(Beginning of EXCERPTED RECORDS)
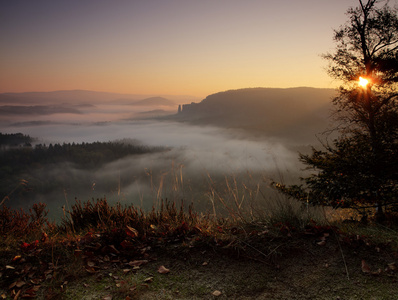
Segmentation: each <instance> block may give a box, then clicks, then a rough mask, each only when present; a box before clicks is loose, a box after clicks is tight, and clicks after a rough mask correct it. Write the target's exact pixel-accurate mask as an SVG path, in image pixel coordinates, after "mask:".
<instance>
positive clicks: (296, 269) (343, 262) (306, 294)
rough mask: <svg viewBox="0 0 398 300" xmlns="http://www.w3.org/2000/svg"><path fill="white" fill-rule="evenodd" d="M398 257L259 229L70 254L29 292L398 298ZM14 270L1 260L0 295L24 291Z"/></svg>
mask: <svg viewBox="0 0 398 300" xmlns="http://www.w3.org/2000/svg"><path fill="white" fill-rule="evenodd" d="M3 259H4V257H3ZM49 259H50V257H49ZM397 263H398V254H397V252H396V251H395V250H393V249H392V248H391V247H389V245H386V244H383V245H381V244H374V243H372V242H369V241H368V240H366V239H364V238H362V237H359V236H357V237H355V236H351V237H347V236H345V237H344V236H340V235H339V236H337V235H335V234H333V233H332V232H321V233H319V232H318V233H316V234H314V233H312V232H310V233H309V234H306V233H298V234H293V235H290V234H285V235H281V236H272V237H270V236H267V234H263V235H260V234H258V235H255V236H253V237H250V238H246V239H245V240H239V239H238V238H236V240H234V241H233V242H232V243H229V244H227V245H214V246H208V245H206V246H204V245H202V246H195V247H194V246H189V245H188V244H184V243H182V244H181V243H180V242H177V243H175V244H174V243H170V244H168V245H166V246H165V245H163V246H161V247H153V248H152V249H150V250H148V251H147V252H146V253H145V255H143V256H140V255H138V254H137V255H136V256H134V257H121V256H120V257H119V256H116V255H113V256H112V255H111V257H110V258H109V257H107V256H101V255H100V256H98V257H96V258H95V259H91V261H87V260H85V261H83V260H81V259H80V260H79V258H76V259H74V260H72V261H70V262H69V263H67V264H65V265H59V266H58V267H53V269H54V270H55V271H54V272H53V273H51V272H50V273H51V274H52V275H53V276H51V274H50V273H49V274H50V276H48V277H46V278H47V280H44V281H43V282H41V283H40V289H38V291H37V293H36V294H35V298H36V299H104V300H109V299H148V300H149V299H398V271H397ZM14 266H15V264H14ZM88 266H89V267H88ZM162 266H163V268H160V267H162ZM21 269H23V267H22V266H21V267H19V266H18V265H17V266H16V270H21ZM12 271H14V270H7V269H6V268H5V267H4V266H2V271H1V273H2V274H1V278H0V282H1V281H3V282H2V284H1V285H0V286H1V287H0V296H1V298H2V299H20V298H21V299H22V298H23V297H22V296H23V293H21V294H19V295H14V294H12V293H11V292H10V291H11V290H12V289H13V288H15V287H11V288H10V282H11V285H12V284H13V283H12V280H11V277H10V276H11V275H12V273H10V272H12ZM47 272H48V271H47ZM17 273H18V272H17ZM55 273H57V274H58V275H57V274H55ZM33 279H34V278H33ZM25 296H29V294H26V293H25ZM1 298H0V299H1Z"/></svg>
(End of EXCERPTED RECORDS)
(Beginning of EXCERPTED RECORDS)
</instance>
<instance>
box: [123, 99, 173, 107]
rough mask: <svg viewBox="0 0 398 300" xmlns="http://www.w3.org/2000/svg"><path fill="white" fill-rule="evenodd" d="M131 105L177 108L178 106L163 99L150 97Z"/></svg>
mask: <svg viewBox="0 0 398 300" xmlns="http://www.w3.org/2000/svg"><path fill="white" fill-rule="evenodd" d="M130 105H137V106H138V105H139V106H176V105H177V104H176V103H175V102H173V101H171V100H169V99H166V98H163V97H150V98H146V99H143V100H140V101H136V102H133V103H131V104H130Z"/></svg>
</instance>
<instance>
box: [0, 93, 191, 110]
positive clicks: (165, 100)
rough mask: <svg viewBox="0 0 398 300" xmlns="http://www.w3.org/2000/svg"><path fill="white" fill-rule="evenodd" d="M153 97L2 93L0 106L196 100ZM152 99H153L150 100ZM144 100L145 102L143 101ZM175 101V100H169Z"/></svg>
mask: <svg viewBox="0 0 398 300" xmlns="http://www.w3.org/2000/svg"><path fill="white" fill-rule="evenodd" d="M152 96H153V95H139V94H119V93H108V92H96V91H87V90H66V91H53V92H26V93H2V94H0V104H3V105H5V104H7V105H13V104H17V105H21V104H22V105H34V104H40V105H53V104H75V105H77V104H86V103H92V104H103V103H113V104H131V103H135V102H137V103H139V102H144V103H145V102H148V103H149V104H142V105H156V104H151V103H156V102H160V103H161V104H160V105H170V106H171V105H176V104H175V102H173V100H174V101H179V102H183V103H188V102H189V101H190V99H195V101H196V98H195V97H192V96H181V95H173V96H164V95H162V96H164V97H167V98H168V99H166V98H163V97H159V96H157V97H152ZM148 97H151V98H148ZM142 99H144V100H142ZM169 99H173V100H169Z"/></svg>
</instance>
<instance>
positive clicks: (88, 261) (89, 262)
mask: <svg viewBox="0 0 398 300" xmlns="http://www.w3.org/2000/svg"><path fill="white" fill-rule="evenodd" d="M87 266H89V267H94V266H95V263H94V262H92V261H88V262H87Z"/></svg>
(End of EXCERPTED RECORDS)
(Beginning of EXCERPTED RECORDS)
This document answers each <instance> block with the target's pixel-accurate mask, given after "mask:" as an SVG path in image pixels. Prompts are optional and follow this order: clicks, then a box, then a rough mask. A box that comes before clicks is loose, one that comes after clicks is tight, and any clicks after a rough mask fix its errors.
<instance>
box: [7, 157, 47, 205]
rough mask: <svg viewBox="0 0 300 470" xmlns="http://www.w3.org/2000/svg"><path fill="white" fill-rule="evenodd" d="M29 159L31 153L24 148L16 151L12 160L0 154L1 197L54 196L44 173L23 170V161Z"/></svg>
(End of EXCERPTED RECORDS)
YOUR OBJECTIVE: From the entries above, return exactly the line containing "This document answers", the line containing "159L31 153L24 148L16", and all lines between, and nothing else.

ANSWER SPACE:
This document answers each <instance> block with the target's pixel-accurate mask, given after "mask:" as an SVG path in image pixels. Prompts are optional and follow this order: clicks, then a box, then a rough mask. A box that comes before clicks is loose, one that comes after clicks is tight, and any clicks after a rough mask fix its errors.
<instance>
box: [7, 157, 47, 205]
rough mask: <svg viewBox="0 0 300 470" xmlns="http://www.w3.org/2000/svg"><path fill="white" fill-rule="evenodd" d="M29 159L31 153L24 148L16 151L12 160L0 154L1 197L54 196L44 173L23 170V161Z"/></svg>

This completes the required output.